Wybuch paniki w tłumie w Seulu. Relacja Polki: Wyglądało to jak lawina, ludzie na siebie spadali

- Wyglądało to jak lawina, ludzie na siebie spadali. Sześć, siedem osób leżało na sobie. Makabryczne sceny - relacjonowała wybuch paniki w tłumie w Seulu Polka, która była w tym czasie w dzielnicy Itaewon. Karolina Salwa dodała, że ludzie skakali po budynkach, by się ratować.

Panika wybuchła na jednej z wąskich ulic w dzielnicy barów i klubów Itaewon. Pierwsze informacje o incydencie zaczęły docierać do służb ratowniczych w sobotę tuż po godzinie 22 czasu lokalnego. Na nagraniach z Itaewon poprzedzających wybuch paniki widać tysiące ludzi zmierzających do tamtejszych klubów.

Byłam dosłownie ulicę obok. Nie mogłam się stamtąd przez pewien czas wydostać, bo służby, nie pozwalały nikomu przechodzić. Dopiero po godzinie mogliśmy przejść przez korytarz ewakuacyjny, gdzie ludzie byli reanimowani na ulicy i było też już sporo osób, które nie żyły, kiedy przechodziliśmy tam

- opisywała w Polsat News wydarzenia w Seulu Karolina Salwa.

Więcej aktualnych informacji z kraju i ze świata na stronie głównej Gazeta.pl

Zobacz wideo Wiadomości Lasota: W marcu Morawiecki i Obajtek ogłaszali embargo na surowce z Rosji. Minęło 7 miesięcy, nie wydarzyło się nic

Seul. "Wyglądało to jak lawina, ludzie na siebie spadali"

Polka podkreśliła, że większość uliczek w dzielnicy Itaewon jest wąskich i stromych, a cała okolica leży w górzystym terenie. 

Wyglądało to jak lawina, ludzie na siebie spadali. Sześć, siedem osób leżało na sobie. Ratownicy próbowali ich uwalniać. Ludzie skakali po budynkach, żeby się uratować. Makabryczne sceny

- dodała rozmówczyni Polsat. Kobieta zaznaczyła, że wbrew zaleceniom służb ds. bezpieczeństwa, w takiej chwili trudno zachować spokój. Zgodnie z jej relacją karetki nie mogły przedostać się do osób, które wymagały pomocy, ponieważ ulice nie były zablokowane i wciąż przejeżdżały samochody.

### [Wybrane dane]

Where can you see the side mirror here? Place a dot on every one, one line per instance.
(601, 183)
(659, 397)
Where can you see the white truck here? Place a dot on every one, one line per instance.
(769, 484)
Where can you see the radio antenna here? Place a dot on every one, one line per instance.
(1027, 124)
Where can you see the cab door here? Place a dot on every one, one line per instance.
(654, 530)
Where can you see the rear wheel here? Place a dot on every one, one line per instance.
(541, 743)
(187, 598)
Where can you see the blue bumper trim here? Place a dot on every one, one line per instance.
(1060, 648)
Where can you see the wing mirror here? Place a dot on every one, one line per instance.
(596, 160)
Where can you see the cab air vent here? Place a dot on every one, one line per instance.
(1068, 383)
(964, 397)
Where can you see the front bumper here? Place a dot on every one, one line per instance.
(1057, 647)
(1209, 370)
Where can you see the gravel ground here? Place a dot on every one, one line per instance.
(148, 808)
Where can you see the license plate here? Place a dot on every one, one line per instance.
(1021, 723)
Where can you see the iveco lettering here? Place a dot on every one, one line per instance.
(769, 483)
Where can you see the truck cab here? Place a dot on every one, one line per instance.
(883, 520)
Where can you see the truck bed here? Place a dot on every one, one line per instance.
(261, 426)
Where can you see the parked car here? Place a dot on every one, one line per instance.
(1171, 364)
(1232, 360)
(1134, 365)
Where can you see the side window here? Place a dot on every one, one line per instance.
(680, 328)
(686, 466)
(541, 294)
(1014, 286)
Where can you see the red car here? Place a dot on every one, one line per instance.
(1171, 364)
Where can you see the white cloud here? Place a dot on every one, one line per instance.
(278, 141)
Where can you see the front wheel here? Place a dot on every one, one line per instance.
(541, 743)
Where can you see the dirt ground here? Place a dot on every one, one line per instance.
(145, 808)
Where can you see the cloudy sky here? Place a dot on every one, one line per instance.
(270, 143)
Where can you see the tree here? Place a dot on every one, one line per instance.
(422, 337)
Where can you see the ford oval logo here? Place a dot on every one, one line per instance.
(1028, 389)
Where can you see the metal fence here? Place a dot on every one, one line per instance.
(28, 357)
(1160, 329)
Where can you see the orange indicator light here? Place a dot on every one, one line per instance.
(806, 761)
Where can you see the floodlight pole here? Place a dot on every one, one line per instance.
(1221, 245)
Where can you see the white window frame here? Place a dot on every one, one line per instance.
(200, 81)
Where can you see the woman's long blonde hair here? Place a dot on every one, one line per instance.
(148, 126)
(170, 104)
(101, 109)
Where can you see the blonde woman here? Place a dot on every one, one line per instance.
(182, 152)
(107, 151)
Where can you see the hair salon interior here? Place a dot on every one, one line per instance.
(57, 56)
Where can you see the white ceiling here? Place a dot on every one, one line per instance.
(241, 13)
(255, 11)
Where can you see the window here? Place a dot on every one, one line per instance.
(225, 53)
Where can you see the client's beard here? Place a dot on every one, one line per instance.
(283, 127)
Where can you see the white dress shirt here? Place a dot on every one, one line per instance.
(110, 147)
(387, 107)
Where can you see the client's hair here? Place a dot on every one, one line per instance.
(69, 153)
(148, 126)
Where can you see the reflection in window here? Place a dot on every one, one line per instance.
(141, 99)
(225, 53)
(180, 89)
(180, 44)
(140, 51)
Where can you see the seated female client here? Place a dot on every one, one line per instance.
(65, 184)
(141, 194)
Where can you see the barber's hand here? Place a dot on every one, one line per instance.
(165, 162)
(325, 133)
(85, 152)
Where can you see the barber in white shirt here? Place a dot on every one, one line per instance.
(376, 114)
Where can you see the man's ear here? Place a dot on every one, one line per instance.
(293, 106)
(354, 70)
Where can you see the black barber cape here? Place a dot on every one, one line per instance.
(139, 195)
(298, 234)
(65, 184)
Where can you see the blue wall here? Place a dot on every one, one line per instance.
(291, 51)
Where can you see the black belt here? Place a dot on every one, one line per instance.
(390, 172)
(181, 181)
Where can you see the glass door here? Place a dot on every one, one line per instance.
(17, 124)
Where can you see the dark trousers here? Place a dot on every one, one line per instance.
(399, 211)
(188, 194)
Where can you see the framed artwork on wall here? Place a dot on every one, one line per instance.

### [Polecenie]
Kontynuuj relację o panice w tłumie w Seulu, zaczynając od miejsca, w którym się kończy.

### [Odpowiedź]
Polski rząd: Wśród ofiar tragedii w Seulu nie ma Polaków

Wicepremier i minister aktywów państwowych Jacek Sasin przekazał, że wśród ofiar tragedii w Seulu nie ma Polaków. Sasin jest w Seulu, w związku z zaplanowanymi rozmowami na temat energetyki jądrowej w Polsce. Wiceszef rządu dostał informacje od polskiej ambasady w Korei. "Składam wyrazy współczucia dla rodzin zmarłych i całego narodu koreańskiego" - napisał wicepremier na Twitterze.

Prezydent Korei Południowej Yoon Suk-yeol ogłosił żałobę narodową i zarządził śledztwo w sprawie przyczyn tragedii. Wszystko działo się w momencie, gdy w halloweenowej imprezie uczestniczyło kilkadziesiąt tysięcy młodych ludzi. Gdy wybuchła panika, ludzie tratowali się w wąskich uliczkach wypełnionej barami dzielnicy Itaewon. "Zobaczyliśmy sceny jak z filmu, jak na jakiejś wojnie. Ludzie uciekali w popłochu, ale nikt nad niczym nie panował" - mówi jeden ze świadków masakry.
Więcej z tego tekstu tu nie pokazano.